### Required task
From the listing below, copy only the lines that contain the string "small". Treat uppercase and lowercase as different.

### Supplied entries
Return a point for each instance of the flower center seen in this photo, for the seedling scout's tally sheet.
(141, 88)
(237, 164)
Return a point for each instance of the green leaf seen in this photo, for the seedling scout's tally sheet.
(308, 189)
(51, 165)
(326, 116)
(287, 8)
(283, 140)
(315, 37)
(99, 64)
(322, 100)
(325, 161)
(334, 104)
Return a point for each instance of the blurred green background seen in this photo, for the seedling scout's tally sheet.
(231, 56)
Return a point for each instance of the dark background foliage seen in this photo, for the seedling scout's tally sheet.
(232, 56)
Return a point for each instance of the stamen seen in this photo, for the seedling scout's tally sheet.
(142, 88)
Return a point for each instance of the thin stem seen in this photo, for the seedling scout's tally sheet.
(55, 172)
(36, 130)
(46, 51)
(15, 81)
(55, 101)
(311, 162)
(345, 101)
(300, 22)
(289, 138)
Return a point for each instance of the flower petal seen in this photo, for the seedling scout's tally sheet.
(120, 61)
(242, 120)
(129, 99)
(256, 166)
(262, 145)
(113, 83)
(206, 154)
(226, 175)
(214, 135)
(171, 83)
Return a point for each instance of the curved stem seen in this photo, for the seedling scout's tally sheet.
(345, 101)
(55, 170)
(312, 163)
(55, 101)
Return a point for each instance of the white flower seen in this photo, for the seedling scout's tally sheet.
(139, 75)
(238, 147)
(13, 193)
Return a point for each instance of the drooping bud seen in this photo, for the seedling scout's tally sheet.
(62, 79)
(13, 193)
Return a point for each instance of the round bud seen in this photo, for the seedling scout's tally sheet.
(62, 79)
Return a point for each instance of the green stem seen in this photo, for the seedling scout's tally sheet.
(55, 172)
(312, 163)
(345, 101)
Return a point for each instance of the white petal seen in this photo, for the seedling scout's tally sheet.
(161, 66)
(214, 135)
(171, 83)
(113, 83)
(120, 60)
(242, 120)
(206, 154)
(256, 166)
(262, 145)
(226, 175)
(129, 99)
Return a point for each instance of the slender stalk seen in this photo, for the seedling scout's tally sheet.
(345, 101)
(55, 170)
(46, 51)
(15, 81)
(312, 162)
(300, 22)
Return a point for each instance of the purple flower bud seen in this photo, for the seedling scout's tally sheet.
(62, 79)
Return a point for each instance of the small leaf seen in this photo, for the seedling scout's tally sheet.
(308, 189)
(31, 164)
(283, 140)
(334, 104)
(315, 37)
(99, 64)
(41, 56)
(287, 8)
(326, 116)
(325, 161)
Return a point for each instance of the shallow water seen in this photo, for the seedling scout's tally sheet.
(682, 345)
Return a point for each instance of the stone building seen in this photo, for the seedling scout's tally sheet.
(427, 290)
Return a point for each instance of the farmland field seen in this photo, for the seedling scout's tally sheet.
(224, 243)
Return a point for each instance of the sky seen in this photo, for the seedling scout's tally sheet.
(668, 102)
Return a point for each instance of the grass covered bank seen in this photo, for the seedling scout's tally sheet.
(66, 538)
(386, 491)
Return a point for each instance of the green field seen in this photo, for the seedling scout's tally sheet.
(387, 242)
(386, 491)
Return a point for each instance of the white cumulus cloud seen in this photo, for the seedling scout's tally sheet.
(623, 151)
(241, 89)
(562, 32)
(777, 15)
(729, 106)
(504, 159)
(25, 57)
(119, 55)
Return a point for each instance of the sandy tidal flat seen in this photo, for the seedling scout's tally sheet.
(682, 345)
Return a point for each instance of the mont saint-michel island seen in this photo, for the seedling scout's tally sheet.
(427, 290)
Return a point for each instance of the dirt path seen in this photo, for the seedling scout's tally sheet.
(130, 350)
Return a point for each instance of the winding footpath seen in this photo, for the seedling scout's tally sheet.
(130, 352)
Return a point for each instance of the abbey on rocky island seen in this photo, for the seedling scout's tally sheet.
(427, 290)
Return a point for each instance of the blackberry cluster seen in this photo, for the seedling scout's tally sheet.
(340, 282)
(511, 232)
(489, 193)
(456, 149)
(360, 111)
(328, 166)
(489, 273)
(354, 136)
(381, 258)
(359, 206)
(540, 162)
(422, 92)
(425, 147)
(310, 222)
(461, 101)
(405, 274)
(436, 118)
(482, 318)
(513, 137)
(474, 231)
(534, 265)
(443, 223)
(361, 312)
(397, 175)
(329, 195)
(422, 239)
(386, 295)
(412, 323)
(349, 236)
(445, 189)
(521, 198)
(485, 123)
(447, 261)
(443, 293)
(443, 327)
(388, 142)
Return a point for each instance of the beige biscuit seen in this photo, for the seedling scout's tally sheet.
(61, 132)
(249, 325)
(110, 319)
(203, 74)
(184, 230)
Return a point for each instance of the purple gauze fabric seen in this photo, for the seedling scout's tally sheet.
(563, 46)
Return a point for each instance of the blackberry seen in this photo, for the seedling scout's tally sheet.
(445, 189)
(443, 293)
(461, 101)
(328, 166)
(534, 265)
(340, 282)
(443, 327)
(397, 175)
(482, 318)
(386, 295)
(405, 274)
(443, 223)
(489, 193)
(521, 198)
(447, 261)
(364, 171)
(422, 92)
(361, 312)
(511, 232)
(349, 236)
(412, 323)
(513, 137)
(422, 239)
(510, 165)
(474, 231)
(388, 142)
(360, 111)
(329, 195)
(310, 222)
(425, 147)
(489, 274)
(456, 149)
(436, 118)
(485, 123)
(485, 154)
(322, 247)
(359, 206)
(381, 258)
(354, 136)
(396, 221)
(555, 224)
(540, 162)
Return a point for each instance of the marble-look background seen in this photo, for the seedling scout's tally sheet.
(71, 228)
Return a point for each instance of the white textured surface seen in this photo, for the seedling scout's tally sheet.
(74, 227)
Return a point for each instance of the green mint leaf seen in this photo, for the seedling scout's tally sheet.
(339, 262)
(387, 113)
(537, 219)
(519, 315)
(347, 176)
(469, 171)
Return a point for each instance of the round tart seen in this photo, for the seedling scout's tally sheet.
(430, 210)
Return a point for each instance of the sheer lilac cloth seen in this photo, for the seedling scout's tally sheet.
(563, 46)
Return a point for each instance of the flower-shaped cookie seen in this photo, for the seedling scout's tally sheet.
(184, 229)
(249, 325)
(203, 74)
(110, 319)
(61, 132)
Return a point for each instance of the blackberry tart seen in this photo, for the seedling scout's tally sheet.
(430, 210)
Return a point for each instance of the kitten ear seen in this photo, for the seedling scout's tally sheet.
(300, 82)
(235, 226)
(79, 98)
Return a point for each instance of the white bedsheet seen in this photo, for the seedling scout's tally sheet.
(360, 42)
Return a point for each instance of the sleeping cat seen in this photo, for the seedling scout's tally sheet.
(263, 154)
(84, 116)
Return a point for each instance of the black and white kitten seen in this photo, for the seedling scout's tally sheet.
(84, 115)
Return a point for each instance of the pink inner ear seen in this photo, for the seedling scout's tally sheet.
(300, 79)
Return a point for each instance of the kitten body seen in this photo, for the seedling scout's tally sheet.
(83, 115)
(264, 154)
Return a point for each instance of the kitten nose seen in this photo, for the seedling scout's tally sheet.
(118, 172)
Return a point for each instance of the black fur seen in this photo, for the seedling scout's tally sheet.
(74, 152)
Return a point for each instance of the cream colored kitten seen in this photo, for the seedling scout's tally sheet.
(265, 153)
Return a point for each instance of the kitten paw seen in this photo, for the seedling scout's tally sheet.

---

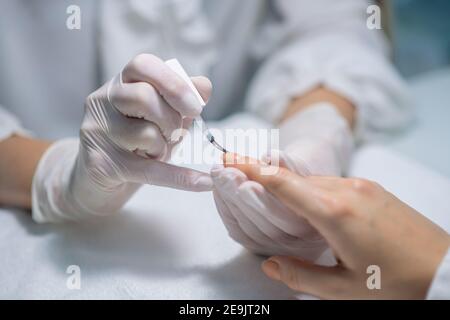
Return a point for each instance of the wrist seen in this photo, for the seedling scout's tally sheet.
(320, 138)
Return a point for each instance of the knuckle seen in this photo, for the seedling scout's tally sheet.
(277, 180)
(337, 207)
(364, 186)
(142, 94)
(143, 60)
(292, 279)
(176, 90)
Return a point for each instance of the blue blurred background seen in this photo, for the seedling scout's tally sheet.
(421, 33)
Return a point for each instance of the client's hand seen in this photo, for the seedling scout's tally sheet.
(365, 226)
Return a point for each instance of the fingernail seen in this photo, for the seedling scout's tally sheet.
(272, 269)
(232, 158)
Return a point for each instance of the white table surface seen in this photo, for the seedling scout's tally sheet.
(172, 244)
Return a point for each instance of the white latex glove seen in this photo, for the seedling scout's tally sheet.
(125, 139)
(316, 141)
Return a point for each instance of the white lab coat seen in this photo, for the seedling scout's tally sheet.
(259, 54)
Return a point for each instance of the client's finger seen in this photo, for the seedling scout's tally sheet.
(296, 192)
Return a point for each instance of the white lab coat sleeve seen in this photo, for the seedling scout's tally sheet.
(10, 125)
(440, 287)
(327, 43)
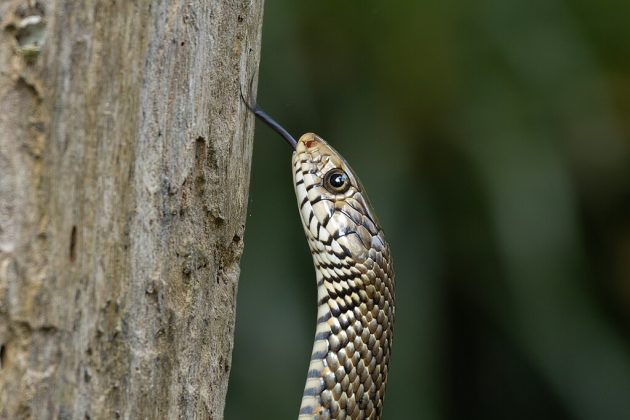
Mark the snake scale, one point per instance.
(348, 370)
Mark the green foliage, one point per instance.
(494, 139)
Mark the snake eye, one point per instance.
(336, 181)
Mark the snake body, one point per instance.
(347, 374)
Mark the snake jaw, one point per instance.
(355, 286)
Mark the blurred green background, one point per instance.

==

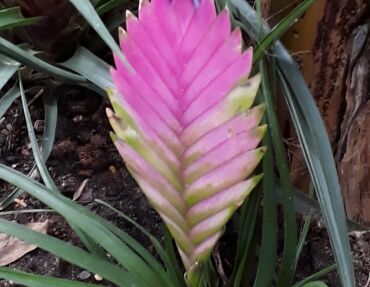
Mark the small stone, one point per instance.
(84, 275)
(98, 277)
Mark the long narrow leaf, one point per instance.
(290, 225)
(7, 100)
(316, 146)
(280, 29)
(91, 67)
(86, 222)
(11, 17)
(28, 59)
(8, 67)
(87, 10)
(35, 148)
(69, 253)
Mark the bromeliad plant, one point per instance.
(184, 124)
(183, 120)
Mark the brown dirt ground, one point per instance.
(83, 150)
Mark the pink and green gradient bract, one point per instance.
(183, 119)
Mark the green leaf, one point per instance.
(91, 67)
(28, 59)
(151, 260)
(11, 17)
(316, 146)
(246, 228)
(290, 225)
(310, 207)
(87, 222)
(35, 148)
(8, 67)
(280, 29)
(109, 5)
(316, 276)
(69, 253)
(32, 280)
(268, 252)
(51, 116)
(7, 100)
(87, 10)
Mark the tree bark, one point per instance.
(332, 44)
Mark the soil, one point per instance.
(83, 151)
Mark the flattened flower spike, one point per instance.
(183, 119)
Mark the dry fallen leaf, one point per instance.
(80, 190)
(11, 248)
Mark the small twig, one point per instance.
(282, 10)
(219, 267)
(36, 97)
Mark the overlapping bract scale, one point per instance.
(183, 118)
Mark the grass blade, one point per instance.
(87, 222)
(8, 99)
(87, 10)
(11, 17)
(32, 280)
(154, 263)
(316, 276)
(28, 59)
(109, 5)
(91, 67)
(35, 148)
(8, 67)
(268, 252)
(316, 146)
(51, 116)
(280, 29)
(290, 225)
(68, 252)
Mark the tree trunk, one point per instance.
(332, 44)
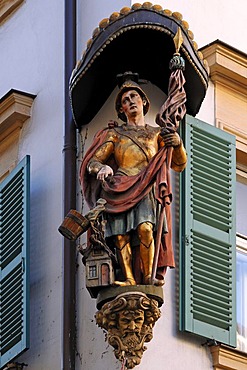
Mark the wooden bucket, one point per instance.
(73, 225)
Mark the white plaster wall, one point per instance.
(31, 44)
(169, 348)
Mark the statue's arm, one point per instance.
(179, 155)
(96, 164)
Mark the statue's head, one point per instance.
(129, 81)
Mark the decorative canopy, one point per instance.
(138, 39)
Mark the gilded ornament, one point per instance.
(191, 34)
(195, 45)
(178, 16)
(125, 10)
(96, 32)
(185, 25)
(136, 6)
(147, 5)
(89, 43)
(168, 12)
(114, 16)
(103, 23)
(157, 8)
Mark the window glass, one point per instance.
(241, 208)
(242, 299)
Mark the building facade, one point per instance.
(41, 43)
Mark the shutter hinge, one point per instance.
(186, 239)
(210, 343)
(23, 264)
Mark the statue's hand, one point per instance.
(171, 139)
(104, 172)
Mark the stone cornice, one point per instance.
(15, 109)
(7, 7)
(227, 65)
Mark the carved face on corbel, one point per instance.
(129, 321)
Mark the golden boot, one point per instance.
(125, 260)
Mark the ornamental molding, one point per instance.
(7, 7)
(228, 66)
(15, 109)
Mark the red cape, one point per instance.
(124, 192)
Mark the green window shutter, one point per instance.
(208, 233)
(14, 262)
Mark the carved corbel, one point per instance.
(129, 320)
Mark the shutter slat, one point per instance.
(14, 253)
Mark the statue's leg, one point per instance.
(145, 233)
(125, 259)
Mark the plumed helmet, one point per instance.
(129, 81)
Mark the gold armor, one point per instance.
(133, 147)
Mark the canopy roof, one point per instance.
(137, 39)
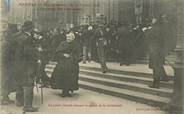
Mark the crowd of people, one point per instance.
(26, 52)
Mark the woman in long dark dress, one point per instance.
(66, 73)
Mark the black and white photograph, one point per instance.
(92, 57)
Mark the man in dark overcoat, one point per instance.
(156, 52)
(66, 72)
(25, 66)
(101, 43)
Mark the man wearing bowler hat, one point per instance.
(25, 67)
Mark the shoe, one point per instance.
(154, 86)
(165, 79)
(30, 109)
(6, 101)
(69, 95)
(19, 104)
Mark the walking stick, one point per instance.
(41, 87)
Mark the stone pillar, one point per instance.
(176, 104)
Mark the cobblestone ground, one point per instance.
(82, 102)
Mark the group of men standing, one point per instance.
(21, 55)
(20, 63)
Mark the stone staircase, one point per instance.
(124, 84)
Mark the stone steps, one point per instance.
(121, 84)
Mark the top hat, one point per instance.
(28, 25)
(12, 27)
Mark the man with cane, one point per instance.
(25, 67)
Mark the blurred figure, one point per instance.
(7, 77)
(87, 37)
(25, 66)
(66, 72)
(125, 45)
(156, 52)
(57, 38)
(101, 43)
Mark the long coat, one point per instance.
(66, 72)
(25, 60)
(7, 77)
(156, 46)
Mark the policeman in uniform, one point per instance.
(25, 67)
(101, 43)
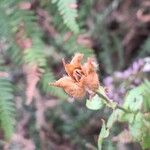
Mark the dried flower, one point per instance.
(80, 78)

### Answer to the task
Return a point for each instance of the small leaf seen in this photo, for the seedling scout's tally sheet.
Mark the small stone, one point per instance.
Mark the small twig, one point per instance.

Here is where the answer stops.